Day 3 - Tuesday - Airboat rescues.
The next day sheds new light on the problems this city faces, and the rescuers who've come to help. We hitch a ride on an airboat with a boat pilot from Hendrix, Oklahoma. The sights we see are hard to digest - cars with water over their windows, sitting in the drive-thru at a fast food restaurant. A funeral hearse barely visible amid the floodwater - an ominous sign of what else the waters are hiding. Everywhere we look we see water - although parts of this city are dry, including most of the French Quarter, dozens of neighborhoods and downtown have seen severe flooding. In the area we're in, west of the Superdome, the water appears to have gone down about a foot in the past few days. But it's still 4 to 5 feet deep. We visit with survivors who claim to have swam through it to get around. The thought is hard to digest - this water is putrid, filled with parasites and disease.

#####

WORK REQUEST A:
In the account of Day 3's airboat rescues:
(i) Where is the boat pilot from?
(ii) What vehicle is barely visible amid the floodwater?
(iii) By about how much has the water gone down west of the Superdome in the past few days?
WORK REQUEST B: Carry on the account of Day 3's airboat rescues from its final sentence.

DATA FOR ANALYSIS:

#####

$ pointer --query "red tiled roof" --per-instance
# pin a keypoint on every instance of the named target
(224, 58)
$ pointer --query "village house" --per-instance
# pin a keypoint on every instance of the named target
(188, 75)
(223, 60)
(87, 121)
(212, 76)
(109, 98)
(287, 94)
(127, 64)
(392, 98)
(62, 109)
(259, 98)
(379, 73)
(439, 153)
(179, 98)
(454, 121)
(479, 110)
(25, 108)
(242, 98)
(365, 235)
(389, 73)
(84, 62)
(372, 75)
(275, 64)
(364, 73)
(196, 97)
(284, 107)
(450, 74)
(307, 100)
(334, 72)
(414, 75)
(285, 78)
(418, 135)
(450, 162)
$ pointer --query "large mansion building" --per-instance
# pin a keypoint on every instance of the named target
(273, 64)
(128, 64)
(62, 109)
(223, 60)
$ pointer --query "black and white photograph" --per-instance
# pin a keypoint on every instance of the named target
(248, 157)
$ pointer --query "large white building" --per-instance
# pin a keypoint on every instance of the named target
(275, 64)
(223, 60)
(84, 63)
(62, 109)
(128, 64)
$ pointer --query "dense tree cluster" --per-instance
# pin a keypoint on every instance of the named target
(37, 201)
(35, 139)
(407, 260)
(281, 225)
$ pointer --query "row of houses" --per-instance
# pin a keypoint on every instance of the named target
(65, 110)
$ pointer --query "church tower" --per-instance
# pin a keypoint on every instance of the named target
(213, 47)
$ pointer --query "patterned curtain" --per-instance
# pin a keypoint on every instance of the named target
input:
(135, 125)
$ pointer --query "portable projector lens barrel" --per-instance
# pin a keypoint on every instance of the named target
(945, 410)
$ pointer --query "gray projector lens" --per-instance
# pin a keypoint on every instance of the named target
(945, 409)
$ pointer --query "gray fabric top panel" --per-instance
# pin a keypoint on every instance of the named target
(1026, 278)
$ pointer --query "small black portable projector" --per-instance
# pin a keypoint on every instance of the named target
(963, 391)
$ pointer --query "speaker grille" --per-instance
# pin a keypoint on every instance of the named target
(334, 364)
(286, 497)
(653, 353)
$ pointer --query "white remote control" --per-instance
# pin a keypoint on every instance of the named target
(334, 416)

#####

OUTPUT A:
(i) Hendrix, Oklahoma
(ii) A funeral hearse
(iii) About a foot

OUTPUT B:
Our boat comes upon a rundown apartment complex with 5 men inside. They'd been here for 8 days, and have so far refused to leave. They live on the 2nd floor - the 1st floor is nearly underwater. A New Orleans police officer refuses to accept no for an answer, and talks them into coming out. But that only happens after he scales the side of the balcony - a risky move with the toxic water below. We hear different reasons for why they stayed. For those of us who've watched the story unfold on television since last Sunday night, it’s hard to comprehend why they've stayed. But in many cases, they've had no TV or radio - no way to understand the scope of this tragedy. As they ride back and the flooded streets unfold before them, the looks on their faces tell the story. It's not just their neighborhood, but their entire city suffering under a blanket of water and death.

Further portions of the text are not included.